Exercise objective: Every line of the material has to be retyped exactly.

—————

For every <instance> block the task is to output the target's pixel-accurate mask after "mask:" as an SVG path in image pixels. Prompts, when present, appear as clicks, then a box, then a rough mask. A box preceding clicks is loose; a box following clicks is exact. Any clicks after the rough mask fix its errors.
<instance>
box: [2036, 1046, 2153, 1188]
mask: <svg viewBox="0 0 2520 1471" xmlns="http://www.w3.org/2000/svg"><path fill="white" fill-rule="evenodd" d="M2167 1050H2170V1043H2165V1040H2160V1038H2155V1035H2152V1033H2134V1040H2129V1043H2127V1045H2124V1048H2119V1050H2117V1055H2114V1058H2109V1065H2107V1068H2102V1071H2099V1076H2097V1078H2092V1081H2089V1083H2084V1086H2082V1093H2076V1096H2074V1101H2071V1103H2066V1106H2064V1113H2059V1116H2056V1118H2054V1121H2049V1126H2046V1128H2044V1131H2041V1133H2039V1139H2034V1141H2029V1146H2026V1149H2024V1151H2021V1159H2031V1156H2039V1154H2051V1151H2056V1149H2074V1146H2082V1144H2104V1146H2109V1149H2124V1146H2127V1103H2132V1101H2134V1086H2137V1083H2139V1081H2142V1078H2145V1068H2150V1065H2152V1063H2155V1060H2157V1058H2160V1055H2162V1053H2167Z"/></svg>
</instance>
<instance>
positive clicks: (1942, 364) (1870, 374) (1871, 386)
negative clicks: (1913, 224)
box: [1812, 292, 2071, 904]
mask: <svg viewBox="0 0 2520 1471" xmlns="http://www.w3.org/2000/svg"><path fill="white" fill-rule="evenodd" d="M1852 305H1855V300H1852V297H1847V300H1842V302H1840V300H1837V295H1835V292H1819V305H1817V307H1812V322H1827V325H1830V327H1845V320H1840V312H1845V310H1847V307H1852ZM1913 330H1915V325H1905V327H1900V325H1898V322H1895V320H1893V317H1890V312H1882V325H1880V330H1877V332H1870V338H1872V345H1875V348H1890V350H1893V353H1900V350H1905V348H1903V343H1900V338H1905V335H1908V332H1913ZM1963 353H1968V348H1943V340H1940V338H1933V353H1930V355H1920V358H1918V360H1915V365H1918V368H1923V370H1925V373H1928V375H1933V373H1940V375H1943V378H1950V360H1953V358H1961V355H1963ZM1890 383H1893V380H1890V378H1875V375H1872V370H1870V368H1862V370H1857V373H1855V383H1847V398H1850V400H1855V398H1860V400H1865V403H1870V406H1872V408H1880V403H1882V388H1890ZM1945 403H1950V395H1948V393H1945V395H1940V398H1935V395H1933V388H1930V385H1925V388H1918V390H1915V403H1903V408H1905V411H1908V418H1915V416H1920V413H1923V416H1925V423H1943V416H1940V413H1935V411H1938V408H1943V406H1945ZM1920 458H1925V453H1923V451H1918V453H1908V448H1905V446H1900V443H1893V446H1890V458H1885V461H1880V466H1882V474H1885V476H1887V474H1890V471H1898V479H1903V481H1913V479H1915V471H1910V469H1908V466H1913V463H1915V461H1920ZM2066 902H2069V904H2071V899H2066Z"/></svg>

—————

Solution for this exercise:
For every <instance> block the task is to output the target's pixel-accurate mask after "mask:" as an SVG path in image pixels. Prompts, when present, appear as clicks, then a box, then a rough mask. A box preceding clicks is loose; a box following clicks is exact. Any clicks after the rough mask fix its errors.
<instance>
box: [2036, 1046, 2153, 1188]
mask: <svg viewBox="0 0 2520 1471" xmlns="http://www.w3.org/2000/svg"><path fill="white" fill-rule="evenodd" d="M2167 1050H2170V1043H2165V1040H2160V1038H2155V1035H2152V1033H2134V1040H2129V1043H2127V1045H2124V1048H2119V1050H2117V1055H2114V1058H2109V1065H2107V1068H2102V1071H2099V1076H2097V1078H2092V1081H2089V1083H2084V1086H2082V1093H2076V1096H2074V1101H2071V1103H2066V1106H2064V1113H2059V1116H2056V1118H2054V1121H2049V1126H2046V1128H2044V1131H2041V1133H2039V1139H2034V1141H2029V1146H2026V1149H2024V1151H2021V1159H2031V1156H2039V1154H2051V1151H2056V1149H2074V1146H2082V1144H2104V1146H2109V1149H2124V1146H2127V1103H2132V1101H2134V1086H2137V1083H2139V1081H2142V1078H2145V1068H2150V1065H2152V1063H2155V1060H2157V1058H2160V1055H2162V1053H2167Z"/></svg>
</instance>
<instance>
positive clicks: (1942, 364) (1870, 374) (1871, 386)
negative clicks: (1913, 224)
box: [1812, 292, 2071, 904]
mask: <svg viewBox="0 0 2520 1471" xmlns="http://www.w3.org/2000/svg"><path fill="white" fill-rule="evenodd" d="M1852 305H1855V300H1852V297H1847V300H1842V302H1840V300H1837V295H1835V292H1819V305H1817V307H1812V322H1827V325H1830V327H1845V320H1840V312H1845V310H1847V307H1852ZM1913 330H1915V325H1905V327H1900V325H1898V322H1895V320H1893V317H1890V312H1882V325H1880V330H1877V332H1870V338H1872V345H1875V348H1890V350H1893V353H1900V350H1905V348H1903V343H1900V338H1905V335H1908V332H1913ZM1963 353H1968V348H1943V340H1940V338H1933V353H1930V355H1920V358H1918V360H1915V365H1918V368H1923V370H1925V373H1928V375H1933V373H1940V375H1943V378H1950V360H1953V358H1961V355H1963ZM1890 383H1893V380H1890V378H1875V375H1872V370H1870V368H1862V370H1857V373H1855V383H1847V398H1850V400H1855V398H1860V400H1865V403H1870V406H1872V408H1880V403H1882V388H1890ZM1945 403H1950V395H1948V393H1945V395H1940V398H1935V395H1933V388H1930V385H1925V388H1918V390H1915V403H1903V408H1905V411H1908V418H1915V416H1920V413H1923V416H1925V423H1943V416H1940V413H1935V411H1938V408H1943V406H1945ZM1920 458H1925V453H1923V451H1918V453H1908V448H1905V446H1900V443H1893V446H1890V458H1885V461H1880V466H1882V474H1885V476H1887V474H1890V471H1898V479H1903V481H1913V479H1915V471H1910V469H1908V466H1913V463H1915V461H1920ZM2066 902H2069V904H2071V899H2066Z"/></svg>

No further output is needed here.